Problem statement —
From the first line to the last, set down the data exactly as given.

==================================================

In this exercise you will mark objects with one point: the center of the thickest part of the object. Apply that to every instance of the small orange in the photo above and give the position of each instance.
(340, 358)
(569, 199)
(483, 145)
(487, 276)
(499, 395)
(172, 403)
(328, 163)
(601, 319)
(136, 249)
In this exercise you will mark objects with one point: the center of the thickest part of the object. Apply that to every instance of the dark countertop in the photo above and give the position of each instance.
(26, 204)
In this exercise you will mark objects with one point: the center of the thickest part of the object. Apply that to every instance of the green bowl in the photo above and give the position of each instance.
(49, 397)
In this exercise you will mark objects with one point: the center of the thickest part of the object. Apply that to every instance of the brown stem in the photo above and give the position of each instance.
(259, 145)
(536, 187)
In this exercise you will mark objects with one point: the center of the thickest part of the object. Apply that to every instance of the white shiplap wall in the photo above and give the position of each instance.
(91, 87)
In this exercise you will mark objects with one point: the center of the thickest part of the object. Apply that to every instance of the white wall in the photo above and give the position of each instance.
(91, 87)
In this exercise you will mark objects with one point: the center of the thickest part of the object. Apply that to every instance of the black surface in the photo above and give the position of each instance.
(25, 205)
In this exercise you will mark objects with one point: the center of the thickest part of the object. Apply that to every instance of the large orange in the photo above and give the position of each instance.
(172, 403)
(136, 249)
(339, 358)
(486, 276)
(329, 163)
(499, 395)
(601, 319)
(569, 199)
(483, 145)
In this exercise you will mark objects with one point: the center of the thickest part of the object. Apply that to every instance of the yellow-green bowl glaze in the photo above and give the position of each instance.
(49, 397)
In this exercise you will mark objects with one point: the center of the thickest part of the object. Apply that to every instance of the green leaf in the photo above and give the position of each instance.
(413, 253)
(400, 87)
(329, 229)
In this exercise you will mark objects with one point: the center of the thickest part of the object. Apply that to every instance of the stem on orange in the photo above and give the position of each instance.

==================================================

Output below —
In this exercise you will mark objects with one point: the center of the thickest part of the object. Apply that to every instance of the small orange in the photo above and give the position of each instance.
(340, 358)
(569, 199)
(483, 145)
(487, 276)
(499, 395)
(172, 403)
(328, 163)
(601, 319)
(136, 249)
In this exercise you will mark objects with one point: the center of the thickest part of the object. Apply that to every instance of the dark countertop in the photo above and give the position of each instance.
(26, 204)
In this exercise you will mark objects with one point: the center of the thickest part of the object. Apply that to every instance of the green bowl in the photo above and give the position of each instance.
(49, 397)
In this exercise you will mark objects with one point: the center of the thickest part of the object. Apply that to every instance of the brown stem in the photo above and give the position of each instance.
(259, 145)
(536, 187)
In this exercise you will mark objects with one point: the center of the thickest part of the object. Apply that to every instance of the white shiplap wall in the photo above and give the position of each instance.
(91, 87)
In this exercise you will mark objects with one point: the center of the thickest part of the object. Apply that to every instance of the white wall in the photo above and give the position of each instance.
(91, 87)
In this exercise you will mark objects with one point: the center of the thickest part of the object. Apply that to every instance of the black surface in the photo above and give the position of each instance.
(25, 205)
In this exercise you will mark objects with one point: the center of the thickest part of the object. Apply that to every instance of the large orange in the photo above and give the position of each instance.
(172, 403)
(136, 249)
(339, 358)
(486, 276)
(329, 163)
(499, 395)
(601, 319)
(569, 199)
(483, 145)
In this exercise you will mark objects with one point: the center of the thickest part of the object. Apply that to every instance of the yellow-green bowl glaze in the photo above and give the position of each instance.
(49, 397)
In this exercise you will mark objects with one point: the center of the thickest part of the object. Apply that to every instance of the green leaf in the photo above and give the position of each instance.
(413, 253)
(400, 87)
(329, 229)
In this exercise you will mark objects with one point: the center of the thickest part of the object. Apply that to every instance of the stem on orange in the photo above and give the position of each instance.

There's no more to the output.